--- BEGIN SOURCE MATERIAL ---
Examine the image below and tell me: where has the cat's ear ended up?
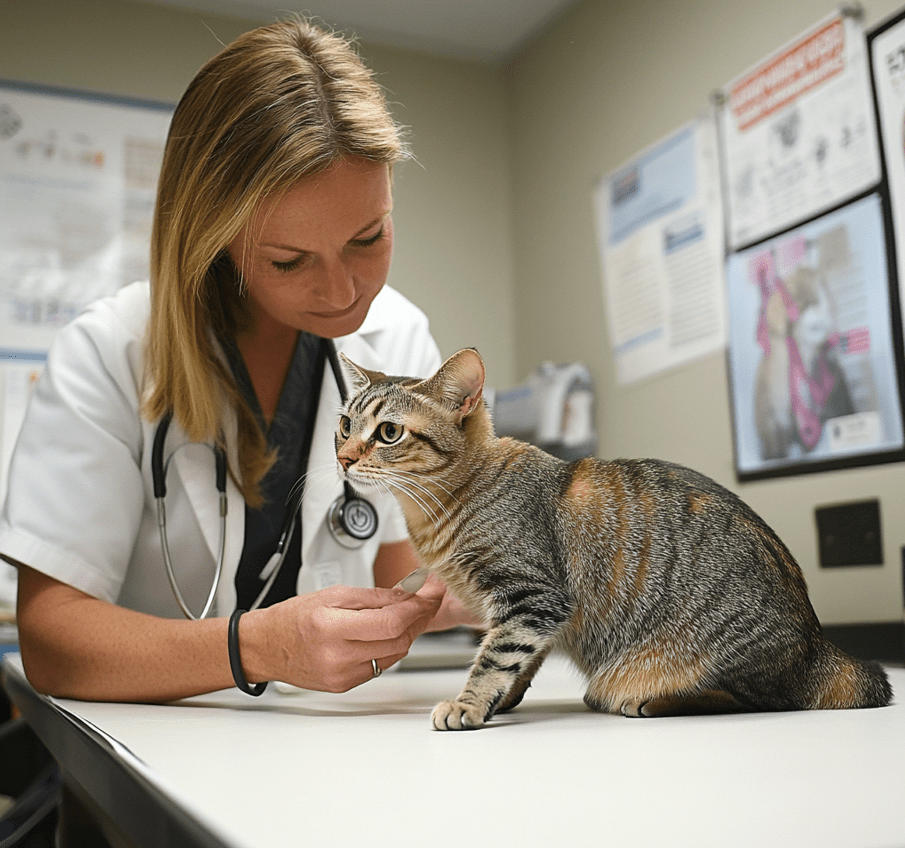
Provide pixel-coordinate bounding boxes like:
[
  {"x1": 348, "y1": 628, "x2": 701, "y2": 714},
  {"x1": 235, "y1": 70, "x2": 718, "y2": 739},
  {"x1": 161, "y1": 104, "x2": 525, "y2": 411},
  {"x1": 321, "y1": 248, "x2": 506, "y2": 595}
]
[
  {"x1": 339, "y1": 353, "x2": 386, "y2": 395},
  {"x1": 412, "y1": 348, "x2": 484, "y2": 423}
]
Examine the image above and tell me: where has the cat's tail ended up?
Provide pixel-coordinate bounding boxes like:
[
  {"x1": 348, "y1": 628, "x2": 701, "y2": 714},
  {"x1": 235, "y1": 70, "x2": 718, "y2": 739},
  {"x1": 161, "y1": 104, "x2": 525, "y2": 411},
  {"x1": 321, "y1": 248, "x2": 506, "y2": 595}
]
[{"x1": 810, "y1": 642, "x2": 892, "y2": 710}]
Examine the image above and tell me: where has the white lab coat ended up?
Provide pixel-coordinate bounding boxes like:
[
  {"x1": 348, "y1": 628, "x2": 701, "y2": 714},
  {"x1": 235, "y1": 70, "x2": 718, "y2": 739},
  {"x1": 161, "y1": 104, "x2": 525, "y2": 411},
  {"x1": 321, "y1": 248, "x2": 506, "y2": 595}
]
[{"x1": 0, "y1": 283, "x2": 440, "y2": 617}]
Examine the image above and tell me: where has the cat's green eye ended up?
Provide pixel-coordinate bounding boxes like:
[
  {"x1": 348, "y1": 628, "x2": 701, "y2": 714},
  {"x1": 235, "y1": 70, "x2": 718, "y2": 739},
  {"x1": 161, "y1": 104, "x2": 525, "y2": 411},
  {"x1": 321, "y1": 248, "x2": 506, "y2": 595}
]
[{"x1": 374, "y1": 421, "x2": 405, "y2": 445}]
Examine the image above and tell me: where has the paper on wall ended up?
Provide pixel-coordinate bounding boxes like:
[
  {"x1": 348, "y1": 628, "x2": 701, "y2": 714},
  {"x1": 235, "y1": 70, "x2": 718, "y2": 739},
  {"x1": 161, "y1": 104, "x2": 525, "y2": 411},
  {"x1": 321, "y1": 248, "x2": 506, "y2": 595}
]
[{"x1": 594, "y1": 117, "x2": 726, "y2": 385}]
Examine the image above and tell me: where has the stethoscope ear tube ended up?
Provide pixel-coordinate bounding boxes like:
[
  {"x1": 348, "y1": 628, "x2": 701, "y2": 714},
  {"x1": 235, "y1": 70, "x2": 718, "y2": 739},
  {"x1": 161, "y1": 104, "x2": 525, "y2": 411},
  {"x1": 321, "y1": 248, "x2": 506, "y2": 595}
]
[{"x1": 151, "y1": 412, "x2": 173, "y2": 502}]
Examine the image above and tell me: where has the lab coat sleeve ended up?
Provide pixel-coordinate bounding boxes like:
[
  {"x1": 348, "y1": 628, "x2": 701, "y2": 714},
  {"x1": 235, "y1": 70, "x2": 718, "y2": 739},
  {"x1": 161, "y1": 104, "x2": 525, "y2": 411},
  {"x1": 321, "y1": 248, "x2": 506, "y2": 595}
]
[{"x1": 0, "y1": 302, "x2": 144, "y2": 602}]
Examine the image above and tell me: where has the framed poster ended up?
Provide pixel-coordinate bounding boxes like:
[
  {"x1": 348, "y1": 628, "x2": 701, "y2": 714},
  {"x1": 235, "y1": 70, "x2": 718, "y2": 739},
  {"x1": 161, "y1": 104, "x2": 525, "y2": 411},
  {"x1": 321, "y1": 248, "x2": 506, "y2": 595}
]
[
  {"x1": 726, "y1": 193, "x2": 905, "y2": 480},
  {"x1": 720, "y1": 10, "x2": 880, "y2": 250},
  {"x1": 868, "y1": 5, "x2": 905, "y2": 344}
]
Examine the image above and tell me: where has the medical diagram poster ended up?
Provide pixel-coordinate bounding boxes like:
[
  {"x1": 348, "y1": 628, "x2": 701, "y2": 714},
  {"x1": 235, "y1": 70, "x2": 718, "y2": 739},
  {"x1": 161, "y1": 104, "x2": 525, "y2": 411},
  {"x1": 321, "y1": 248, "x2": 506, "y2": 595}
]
[
  {"x1": 727, "y1": 194, "x2": 905, "y2": 479},
  {"x1": 0, "y1": 81, "x2": 173, "y2": 503},
  {"x1": 594, "y1": 116, "x2": 726, "y2": 385},
  {"x1": 720, "y1": 13, "x2": 880, "y2": 250},
  {"x1": 868, "y1": 12, "x2": 905, "y2": 342}
]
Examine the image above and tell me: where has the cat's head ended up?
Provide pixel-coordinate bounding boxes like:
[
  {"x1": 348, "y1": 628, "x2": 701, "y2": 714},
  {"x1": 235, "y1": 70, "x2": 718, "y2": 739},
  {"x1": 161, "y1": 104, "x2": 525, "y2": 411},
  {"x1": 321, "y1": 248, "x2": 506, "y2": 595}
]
[{"x1": 336, "y1": 348, "x2": 492, "y2": 493}]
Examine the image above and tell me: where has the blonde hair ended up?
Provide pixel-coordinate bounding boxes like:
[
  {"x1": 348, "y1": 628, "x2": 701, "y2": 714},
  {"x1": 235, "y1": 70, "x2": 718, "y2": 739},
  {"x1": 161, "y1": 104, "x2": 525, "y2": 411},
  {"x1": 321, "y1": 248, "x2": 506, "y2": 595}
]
[{"x1": 142, "y1": 19, "x2": 407, "y2": 505}]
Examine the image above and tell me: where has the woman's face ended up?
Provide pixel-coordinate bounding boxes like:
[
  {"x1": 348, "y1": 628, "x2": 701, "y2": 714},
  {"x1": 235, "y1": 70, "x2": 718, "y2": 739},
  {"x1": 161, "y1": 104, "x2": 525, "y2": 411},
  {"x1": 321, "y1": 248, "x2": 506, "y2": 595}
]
[{"x1": 228, "y1": 158, "x2": 393, "y2": 339}]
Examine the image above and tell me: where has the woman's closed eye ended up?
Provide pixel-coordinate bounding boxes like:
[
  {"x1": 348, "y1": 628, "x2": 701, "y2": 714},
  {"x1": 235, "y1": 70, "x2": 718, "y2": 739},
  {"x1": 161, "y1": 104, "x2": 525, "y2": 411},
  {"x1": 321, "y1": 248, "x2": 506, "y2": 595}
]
[
  {"x1": 349, "y1": 225, "x2": 386, "y2": 248},
  {"x1": 270, "y1": 226, "x2": 386, "y2": 274}
]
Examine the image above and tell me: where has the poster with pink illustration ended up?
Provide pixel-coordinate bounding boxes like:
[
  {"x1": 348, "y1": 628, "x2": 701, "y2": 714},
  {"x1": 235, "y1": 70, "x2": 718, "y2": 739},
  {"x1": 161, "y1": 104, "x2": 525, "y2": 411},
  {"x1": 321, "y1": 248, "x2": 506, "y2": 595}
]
[{"x1": 727, "y1": 194, "x2": 905, "y2": 479}]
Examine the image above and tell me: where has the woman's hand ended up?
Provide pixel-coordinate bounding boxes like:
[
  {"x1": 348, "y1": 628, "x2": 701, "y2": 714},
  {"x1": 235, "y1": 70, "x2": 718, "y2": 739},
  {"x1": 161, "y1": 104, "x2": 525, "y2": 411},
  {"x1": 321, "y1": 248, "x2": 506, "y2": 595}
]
[{"x1": 239, "y1": 581, "x2": 445, "y2": 692}]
--- END SOURCE MATERIAL ---
PROBLEM STATEMENT
Please extract these lines word for word, leaving out the pictures.

TASK SOLUTION
Examine the image below and tell me: where has the cat's ear ended up?
Provide pixel-coordinate bounding boxes like:
[
  {"x1": 348, "y1": 628, "x2": 701, "y2": 714},
  {"x1": 235, "y1": 70, "x2": 718, "y2": 739},
  {"x1": 161, "y1": 104, "x2": 525, "y2": 411},
  {"x1": 321, "y1": 248, "x2": 506, "y2": 595}
]
[
  {"x1": 339, "y1": 353, "x2": 386, "y2": 395},
  {"x1": 412, "y1": 348, "x2": 484, "y2": 423}
]
Examine the image above and tell me: where has the cat's tail ended up?
Provide pixel-coordinate bounding boxes like:
[
  {"x1": 348, "y1": 628, "x2": 701, "y2": 714},
  {"x1": 235, "y1": 70, "x2": 718, "y2": 739},
  {"x1": 161, "y1": 104, "x2": 525, "y2": 411},
  {"x1": 321, "y1": 248, "x2": 506, "y2": 595}
]
[{"x1": 810, "y1": 642, "x2": 892, "y2": 710}]
Examine the image above and tell me: where has the white lab coat ended up?
Provide pixel-coordinate bounding boxes like:
[
  {"x1": 348, "y1": 628, "x2": 701, "y2": 714},
  {"x1": 235, "y1": 70, "x2": 718, "y2": 739},
  {"x1": 161, "y1": 104, "x2": 525, "y2": 411},
  {"x1": 321, "y1": 248, "x2": 506, "y2": 595}
]
[{"x1": 0, "y1": 283, "x2": 440, "y2": 617}]
Examine the image above and tell me: where has the cat's green eye ended up?
Provide pixel-coordinate bounding boxes like:
[
  {"x1": 348, "y1": 628, "x2": 701, "y2": 714},
  {"x1": 235, "y1": 70, "x2": 718, "y2": 739},
  {"x1": 161, "y1": 104, "x2": 525, "y2": 411},
  {"x1": 321, "y1": 248, "x2": 506, "y2": 595}
]
[{"x1": 374, "y1": 421, "x2": 405, "y2": 445}]
Examine the image above and tell me: where has the paper on wall ended up?
Provide pixel-coordinate bounding boxes like:
[
  {"x1": 348, "y1": 628, "x2": 701, "y2": 714},
  {"x1": 235, "y1": 70, "x2": 718, "y2": 739},
  {"x1": 161, "y1": 104, "x2": 525, "y2": 411},
  {"x1": 321, "y1": 248, "x2": 506, "y2": 595}
]
[{"x1": 594, "y1": 117, "x2": 726, "y2": 385}]
Examine the image above and tell me: where has the stethoscope ear tube ended up?
Provide pixel-coordinate bounding boxes like:
[
  {"x1": 348, "y1": 628, "x2": 701, "y2": 714},
  {"x1": 235, "y1": 70, "x2": 718, "y2": 739},
  {"x1": 161, "y1": 104, "x2": 525, "y2": 411},
  {"x1": 321, "y1": 248, "x2": 506, "y2": 595}
]
[{"x1": 151, "y1": 412, "x2": 173, "y2": 502}]
Examine the image above and tell me: where has the lab coat sleeve ended up?
Provide pixel-coordinate bounding boxes like:
[
  {"x1": 348, "y1": 628, "x2": 701, "y2": 714},
  {"x1": 235, "y1": 70, "x2": 718, "y2": 739},
  {"x1": 161, "y1": 104, "x2": 525, "y2": 411},
  {"x1": 321, "y1": 248, "x2": 506, "y2": 595}
]
[{"x1": 0, "y1": 302, "x2": 144, "y2": 602}]
Examine the image above and tell me: where has the framed poster ended up?
Provide pixel-coordinate bounding boxes like:
[
  {"x1": 348, "y1": 628, "x2": 701, "y2": 714},
  {"x1": 235, "y1": 70, "x2": 718, "y2": 739},
  {"x1": 161, "y1": 104, "x2": 525, "y2": 411},
  {"x1": 321, "y1": 248, "x2": 506, "y2": 595}
]
[
  {"x1": 726, "y1": 193, "x2": 905, "y2": 480},
  {"x1": 720, "y1": 10, "x2": 880, "y2": 250},
  {"x1": 868, "y1": 5, "x2": 905, "y2": 344}
]
Examine the image above and tell me: where has the medical diagram poster ended up?
Provide pixel-coordinate bounding boxes like:
[
  {"x1": 348, "y1": 628, "x2": 701, "y2": 714},
  {"x1": 235, "y1": 70, "x2": 718, "y2": 739},
  {"x1": 161, "y1": 104, "x2": 525, "y2": 411},
  {"x1": 321, "y1": 248, "x2": 506, "y2": 595}
]
[
  {"x1": 727, "y1": 194, "x2": 905, "y2": 479},
  {"x1": 0, "y1": 81, "x2": 173, "y2": 503},
  {"x1": 594, "y1": 116, "x2": 726, "y2": 385},
  {"x1": 720, "y1": 13, "x2": 880, "y2": 250},
  {"x1": 868, "y1": 12, "x2": 905, "y2": 342}
]
Examine the image above and tell me: where has the cat's head ended up?
Provide pixel-coordinate bounding boxes like:
[
  {"x1": 348, "y1": 628, "x2": 701, "y2": 714},
  {"x1": 235, "y1": 70, "x2": 718, "y2": 739},
  {"x1": 161, "y1": 104, "x2": 525, "y2": 411},
  {"x1": 321, "y1": 248, "x2": 506, "y2": 595}
]
[{"x1": 336, "y1": 348, "x2": 492, "y2": 493}]
Examine the image above and tell me: where has the blonde hair ended up?
Provide pixel-coordinate bounding boxes like:
[
  {"x1": 348, "y1": 628, "x2": 701, "y2": 714},
  {"x1": 235, "y1": 70, "x2": 718, "y2": 739},
  {"x1": 161, "y1": 104, "x2": 525, "y2": 411},
  {"x1": 321, "y1": 248, "x2": 506, "y2": 595}
]
[{"x1": 142, "y1": 19, "x2": 407, "y2": 505}]
Examine the image above and tell me: where has the woman's face ended up?
Provide pixel-coordinate bounding boxes like:
[
  {"x1": 348, "y1": 628, "x2": 701, "y2": 714},
  {"x1": 235, "y1": 70, "x2": 718, "y2": 739},
  {"x1": 161, "y1": 104, "x2": 525, "y2": 411},
  {"x1": 321, "y1": 248, "x2": 506, "y2": 595}
]
[{"x1": 228, "y1": 158, "x2": 393, "y2": 339}]
Examine the image above and tell me: where has the woman's closed eye ended up?
Provide pixel-coordinate bounding boxes like:
[
  {"x1": 348, "y1": 628, "x2": 701, "y2": 714},
  {"x1": 235, "y1": 70, "x2": 718, "y2": 739},
  {"x1": 161, "y1": 104, "x2": 525, "y2": 411},
  {"x1": 321, "y1": 248, "x2": 506, "y2": 595}
]
[
  {"x1": 349, "y1": 225, "x2": 386, "y2": 248},
  {"x1": 270, "y1": 226, "x2": 386, "y2": 274}
]
Examine the image above and tell me: where has the poster with pink illustration ended up?
Provide pixel-coordinate bounding boxes like:
[
  {"x1": 348, "y1": 628, "x2": 701, "y2": 714},
  {"x1": 235, "y1": 70, "x2": 718, "y2": 739},
  {"x1": 161, "y1": 104, "x2": 525, "y2": 411},
  {"x1": 321, "y1": 248, "x2": 506, "y2": 595}
]
[{"x1": 727, "y1": 194, "x2": 905, "y2": 479}]
Examine the image above and tell me: where has the woman's hand ended up?
Provide pixel-coordinate bounding boxes like:
[
  {"x1": 348, "y1": 628, "x2": 701, "y2": 714},
  {"x1": 235, "y1": 70, "x2": 718, "y2": 739},
  {"x1": 161, "y1": 104, "x2": 525, "y2": 411},
  {"x1": 321, "y1": 248, "x2": 506, "y2": 595}
]
[{"x1": 239, "y1": 581, "x2": 445, "y2": 692}]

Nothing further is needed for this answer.